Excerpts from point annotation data
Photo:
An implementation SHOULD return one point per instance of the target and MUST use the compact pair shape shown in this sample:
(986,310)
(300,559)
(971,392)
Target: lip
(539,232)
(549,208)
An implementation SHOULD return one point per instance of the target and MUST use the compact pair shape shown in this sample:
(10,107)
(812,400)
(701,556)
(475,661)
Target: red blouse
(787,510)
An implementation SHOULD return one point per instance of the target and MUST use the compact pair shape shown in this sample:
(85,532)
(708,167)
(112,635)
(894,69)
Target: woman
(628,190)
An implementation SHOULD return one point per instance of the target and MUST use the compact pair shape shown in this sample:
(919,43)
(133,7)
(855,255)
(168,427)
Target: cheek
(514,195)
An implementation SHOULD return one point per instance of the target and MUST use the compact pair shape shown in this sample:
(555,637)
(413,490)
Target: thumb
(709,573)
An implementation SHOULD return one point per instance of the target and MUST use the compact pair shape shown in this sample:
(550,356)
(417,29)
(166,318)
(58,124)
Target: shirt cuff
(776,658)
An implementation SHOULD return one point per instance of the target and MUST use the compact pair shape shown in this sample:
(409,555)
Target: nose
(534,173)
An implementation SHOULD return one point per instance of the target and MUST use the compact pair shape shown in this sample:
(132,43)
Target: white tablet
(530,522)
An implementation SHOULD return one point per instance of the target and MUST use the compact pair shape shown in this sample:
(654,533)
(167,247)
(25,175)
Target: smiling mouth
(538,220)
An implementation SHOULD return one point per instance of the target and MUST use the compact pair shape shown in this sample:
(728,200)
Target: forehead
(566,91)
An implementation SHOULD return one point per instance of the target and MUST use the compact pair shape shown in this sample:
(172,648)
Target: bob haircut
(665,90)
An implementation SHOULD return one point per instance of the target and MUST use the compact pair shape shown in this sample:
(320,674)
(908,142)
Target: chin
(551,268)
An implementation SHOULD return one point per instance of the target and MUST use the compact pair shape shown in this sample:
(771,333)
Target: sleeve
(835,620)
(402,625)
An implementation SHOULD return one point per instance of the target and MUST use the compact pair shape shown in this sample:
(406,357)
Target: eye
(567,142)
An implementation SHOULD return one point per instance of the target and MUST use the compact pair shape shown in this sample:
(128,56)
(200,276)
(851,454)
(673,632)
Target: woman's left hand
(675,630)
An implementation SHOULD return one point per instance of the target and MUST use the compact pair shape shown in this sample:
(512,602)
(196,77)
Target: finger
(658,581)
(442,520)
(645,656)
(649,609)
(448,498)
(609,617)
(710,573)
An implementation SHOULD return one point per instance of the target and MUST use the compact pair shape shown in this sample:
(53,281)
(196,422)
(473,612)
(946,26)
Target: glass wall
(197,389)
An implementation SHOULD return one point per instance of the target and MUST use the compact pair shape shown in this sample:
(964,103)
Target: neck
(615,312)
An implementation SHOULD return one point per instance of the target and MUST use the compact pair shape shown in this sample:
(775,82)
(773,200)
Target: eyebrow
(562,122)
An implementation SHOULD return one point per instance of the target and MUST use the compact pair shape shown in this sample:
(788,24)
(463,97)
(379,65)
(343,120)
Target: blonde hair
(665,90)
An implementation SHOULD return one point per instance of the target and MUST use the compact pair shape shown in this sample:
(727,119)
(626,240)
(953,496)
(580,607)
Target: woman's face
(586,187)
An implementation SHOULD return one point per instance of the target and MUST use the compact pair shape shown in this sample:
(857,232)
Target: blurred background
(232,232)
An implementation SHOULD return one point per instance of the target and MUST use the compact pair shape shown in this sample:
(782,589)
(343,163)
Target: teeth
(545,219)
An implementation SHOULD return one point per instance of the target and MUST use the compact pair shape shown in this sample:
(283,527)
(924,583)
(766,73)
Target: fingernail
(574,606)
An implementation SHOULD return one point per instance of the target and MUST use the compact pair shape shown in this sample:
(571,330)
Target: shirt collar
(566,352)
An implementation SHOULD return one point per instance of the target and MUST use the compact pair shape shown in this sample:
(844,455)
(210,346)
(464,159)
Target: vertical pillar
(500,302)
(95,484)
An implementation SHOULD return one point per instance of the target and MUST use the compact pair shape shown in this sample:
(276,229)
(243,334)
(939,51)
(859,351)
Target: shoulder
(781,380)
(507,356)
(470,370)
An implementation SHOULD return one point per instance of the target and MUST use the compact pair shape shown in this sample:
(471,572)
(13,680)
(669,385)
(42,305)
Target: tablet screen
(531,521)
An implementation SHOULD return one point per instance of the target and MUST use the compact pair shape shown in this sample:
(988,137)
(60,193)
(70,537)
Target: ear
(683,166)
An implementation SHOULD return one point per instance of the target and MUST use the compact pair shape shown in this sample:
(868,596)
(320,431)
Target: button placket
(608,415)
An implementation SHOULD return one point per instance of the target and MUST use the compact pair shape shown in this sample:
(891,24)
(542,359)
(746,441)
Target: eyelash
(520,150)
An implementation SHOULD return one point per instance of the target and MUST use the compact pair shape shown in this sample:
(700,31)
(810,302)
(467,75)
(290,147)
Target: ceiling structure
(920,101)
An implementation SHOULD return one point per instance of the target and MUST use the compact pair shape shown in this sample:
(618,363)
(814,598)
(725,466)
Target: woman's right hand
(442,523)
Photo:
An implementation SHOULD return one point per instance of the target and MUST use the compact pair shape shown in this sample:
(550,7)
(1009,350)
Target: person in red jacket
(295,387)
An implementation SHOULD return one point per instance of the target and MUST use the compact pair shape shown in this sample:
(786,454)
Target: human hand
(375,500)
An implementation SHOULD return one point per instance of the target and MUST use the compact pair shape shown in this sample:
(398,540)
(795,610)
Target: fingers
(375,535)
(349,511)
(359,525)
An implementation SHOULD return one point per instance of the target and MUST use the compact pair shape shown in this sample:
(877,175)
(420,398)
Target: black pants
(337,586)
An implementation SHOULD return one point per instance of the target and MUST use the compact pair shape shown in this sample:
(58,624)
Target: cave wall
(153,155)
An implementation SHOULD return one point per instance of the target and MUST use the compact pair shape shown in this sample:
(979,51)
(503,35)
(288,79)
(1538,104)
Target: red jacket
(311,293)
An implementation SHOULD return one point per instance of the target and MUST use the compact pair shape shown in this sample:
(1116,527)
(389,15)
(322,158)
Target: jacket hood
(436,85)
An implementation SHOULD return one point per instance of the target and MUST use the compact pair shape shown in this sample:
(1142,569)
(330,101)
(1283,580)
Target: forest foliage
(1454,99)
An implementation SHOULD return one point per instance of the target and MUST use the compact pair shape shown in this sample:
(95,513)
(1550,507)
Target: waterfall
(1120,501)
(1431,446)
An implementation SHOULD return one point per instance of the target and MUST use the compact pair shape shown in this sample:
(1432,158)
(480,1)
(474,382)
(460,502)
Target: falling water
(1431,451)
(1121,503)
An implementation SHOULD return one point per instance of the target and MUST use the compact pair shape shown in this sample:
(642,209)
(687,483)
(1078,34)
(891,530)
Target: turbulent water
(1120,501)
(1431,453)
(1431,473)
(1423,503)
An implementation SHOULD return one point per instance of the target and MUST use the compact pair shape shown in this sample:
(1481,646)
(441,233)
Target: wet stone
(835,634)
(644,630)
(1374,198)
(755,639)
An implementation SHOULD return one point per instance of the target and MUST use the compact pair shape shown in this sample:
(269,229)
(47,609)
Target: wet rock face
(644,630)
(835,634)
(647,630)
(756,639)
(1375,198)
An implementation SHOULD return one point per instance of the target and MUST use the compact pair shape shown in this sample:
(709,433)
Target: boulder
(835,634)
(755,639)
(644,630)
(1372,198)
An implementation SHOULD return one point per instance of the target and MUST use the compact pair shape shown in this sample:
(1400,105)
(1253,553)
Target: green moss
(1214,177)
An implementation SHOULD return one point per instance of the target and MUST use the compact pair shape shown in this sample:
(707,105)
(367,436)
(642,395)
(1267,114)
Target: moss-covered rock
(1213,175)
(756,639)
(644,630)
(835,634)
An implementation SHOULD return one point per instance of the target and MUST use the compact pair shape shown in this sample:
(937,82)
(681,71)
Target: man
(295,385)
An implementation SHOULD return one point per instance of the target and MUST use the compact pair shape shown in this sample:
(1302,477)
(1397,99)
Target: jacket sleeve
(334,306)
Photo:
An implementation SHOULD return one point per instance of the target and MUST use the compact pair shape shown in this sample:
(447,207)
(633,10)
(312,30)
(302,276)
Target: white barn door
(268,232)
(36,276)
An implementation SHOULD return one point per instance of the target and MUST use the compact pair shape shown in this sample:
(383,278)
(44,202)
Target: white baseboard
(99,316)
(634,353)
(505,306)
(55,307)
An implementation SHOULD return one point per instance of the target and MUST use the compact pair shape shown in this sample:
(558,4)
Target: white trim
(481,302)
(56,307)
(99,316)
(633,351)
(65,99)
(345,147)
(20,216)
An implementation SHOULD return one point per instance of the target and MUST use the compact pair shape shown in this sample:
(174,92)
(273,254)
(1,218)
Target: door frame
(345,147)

- _Stated task_:
Extract from the data above every line that contains the word "rock", and copy each one.

- _Solution for this problem_:
Target: wet rock face
Target: moss-covered rock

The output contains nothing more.